WHAT IS REQUIRED.
Reproduce every line of the data below, and shift each point coordinate in the answers by adding -55 to it.

[GIVEN ENTRIES start]

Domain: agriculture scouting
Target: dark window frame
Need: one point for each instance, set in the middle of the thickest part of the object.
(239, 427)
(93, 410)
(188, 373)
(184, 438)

[GIVEN ENTRIES end]

SOLUTION FOR THIS EXERCISE.
Domain: agriculture scouting
Target: dark window frame
Need: one point for each instance, set in the middle of the thickest part of the object.
(184, 372)
(38, 355)
(133, 318)
(129, 383)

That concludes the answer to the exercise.